▽
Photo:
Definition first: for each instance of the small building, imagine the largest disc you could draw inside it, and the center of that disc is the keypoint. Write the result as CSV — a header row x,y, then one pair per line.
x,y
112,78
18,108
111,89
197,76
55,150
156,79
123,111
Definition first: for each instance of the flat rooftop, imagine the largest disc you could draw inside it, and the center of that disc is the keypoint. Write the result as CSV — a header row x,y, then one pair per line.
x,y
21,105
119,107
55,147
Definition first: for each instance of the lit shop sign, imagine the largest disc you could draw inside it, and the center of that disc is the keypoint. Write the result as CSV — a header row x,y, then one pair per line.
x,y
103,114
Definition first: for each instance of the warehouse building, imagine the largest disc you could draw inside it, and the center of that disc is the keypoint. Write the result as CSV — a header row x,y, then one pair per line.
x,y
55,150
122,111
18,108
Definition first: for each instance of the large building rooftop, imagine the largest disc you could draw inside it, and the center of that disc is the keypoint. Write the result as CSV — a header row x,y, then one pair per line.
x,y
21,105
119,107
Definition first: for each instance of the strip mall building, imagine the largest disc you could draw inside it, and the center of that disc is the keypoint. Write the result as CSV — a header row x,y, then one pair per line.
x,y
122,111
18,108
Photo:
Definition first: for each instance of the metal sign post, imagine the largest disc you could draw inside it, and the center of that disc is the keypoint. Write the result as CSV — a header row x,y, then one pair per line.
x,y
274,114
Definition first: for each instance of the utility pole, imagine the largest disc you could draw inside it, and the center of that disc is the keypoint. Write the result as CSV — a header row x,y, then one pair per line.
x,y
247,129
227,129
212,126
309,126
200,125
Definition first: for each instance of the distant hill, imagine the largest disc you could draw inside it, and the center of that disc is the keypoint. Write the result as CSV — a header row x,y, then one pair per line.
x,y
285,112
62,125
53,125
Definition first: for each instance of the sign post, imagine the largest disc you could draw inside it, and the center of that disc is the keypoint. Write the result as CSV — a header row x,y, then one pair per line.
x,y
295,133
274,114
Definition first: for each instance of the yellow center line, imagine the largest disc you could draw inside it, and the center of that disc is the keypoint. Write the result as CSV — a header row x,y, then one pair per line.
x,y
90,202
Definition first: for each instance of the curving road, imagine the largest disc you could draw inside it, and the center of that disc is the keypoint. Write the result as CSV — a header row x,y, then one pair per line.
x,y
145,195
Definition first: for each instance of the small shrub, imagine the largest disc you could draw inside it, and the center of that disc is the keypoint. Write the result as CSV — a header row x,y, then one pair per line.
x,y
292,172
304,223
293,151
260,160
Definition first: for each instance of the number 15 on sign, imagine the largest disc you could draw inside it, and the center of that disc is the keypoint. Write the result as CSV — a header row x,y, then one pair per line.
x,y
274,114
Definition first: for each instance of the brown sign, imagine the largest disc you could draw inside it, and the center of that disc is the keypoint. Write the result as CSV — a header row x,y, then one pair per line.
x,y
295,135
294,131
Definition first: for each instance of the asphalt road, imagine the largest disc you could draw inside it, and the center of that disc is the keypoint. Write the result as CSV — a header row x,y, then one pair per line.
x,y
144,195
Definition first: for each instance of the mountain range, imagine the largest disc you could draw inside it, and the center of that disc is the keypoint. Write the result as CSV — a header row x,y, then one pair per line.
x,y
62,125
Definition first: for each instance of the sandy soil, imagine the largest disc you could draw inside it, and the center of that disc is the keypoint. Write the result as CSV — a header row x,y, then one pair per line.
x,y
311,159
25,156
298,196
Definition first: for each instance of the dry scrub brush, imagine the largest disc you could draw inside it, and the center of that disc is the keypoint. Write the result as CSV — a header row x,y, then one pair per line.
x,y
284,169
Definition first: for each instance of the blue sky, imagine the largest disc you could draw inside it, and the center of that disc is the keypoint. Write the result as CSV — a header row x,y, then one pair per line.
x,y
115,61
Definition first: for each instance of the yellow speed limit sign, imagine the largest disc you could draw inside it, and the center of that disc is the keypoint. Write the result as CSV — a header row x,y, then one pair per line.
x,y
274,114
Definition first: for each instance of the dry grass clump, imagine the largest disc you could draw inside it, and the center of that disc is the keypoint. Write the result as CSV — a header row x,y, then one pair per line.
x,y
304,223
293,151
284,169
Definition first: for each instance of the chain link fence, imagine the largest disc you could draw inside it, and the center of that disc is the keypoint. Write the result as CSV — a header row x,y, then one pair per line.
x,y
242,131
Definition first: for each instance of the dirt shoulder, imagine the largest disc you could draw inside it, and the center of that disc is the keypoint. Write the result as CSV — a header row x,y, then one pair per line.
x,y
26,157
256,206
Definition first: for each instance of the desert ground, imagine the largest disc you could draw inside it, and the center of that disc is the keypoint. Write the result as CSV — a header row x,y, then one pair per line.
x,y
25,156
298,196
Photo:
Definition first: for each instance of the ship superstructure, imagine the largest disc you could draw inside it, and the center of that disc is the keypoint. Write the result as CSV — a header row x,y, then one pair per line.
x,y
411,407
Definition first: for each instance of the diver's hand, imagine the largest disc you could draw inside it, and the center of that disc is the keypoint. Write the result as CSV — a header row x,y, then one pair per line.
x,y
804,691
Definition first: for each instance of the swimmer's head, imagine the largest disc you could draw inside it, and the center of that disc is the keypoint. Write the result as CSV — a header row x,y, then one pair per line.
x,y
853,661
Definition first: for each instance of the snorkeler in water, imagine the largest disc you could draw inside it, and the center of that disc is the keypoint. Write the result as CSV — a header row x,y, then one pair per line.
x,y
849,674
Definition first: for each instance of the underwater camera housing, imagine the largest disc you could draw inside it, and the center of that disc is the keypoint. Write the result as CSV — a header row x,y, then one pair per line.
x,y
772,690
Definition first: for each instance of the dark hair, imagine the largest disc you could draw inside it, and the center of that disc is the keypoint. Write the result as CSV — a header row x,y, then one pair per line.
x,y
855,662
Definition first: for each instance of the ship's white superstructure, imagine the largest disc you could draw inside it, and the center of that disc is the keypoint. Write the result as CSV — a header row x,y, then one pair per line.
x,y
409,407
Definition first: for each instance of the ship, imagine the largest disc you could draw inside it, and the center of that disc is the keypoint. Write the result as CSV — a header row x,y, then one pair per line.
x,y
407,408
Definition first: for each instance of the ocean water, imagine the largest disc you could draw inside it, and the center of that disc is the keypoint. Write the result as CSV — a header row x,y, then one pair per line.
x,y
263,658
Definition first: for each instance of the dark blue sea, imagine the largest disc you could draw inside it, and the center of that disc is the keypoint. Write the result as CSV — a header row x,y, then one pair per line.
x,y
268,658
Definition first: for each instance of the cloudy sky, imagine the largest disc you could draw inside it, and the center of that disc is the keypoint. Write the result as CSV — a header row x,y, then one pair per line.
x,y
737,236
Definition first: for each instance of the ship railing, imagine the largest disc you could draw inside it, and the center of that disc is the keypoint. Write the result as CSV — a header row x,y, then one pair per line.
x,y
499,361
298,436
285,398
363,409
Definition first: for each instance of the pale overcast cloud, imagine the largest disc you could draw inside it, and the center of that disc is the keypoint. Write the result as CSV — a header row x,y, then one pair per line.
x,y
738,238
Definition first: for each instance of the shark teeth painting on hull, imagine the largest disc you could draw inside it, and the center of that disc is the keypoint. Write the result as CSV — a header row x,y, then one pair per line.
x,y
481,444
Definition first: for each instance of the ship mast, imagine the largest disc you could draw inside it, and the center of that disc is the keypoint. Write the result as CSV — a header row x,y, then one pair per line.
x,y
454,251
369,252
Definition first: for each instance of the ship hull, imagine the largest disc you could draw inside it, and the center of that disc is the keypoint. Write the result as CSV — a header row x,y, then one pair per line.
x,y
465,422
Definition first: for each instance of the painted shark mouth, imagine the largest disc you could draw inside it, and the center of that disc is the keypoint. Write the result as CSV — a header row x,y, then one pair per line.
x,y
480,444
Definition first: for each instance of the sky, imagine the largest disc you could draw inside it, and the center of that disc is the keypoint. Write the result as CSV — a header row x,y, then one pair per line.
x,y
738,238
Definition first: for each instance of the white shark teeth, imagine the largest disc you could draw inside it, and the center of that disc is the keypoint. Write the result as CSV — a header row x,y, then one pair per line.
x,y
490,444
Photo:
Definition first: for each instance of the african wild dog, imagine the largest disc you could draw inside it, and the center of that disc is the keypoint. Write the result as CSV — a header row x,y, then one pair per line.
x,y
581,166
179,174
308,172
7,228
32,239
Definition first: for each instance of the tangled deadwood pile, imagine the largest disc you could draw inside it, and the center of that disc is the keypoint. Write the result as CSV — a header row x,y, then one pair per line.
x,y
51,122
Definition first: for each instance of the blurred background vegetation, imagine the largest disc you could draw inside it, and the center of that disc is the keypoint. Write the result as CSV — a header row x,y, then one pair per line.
△
Your instructions
Locate "Definition first: for each instance of the painted" in the material, then quote the line that contains it and all lines after it through the final one.

Exercise output
Definition first: for each instance of the painted shark mouth, imagine the largest disc you could draw inside it, and the center of that disc is the keypoint. Write the result as CSV — a header row x,y, then one pair per line.
x,y
480,444
Definition first: for each instance of the sky, imagine the largest disc you could draw inside it, and the center of that disc is the keypoint. Write the result as CSV — a header row x,y, then one pair per line.
x,y
738,238
Definition first: for each instance of the white shark teeth, imagine the largest disc you could draw inside it, and the center of that disc is the keypoint. Write the result as CSV — a header row x,y, then one pair per line.
x,y
490,444
Photo:
Definition first: for each instance of the african wild dog, imagine the largest disc you could draw inside it, and the center of that disc is the keypoint. Write the result as CSV — a header row x,y, then one pair per line.
x,y
581,166
179,174
308,172
7,228
32,239
Definition first: for each instance of the tangled deadwood pile, imagine the largest disc you could draw inside it, and the center of that disc is the keypoint. Write the result as CSV — a header row x,y, then one pair per line.
x,y
51,122
Definition first: for each instance of the blurred background vegetation, imagine the largest disc you could draw inside it, and the center of that disc is the keypoint. Write the result as CSV — a header row x,y, then one pair per line.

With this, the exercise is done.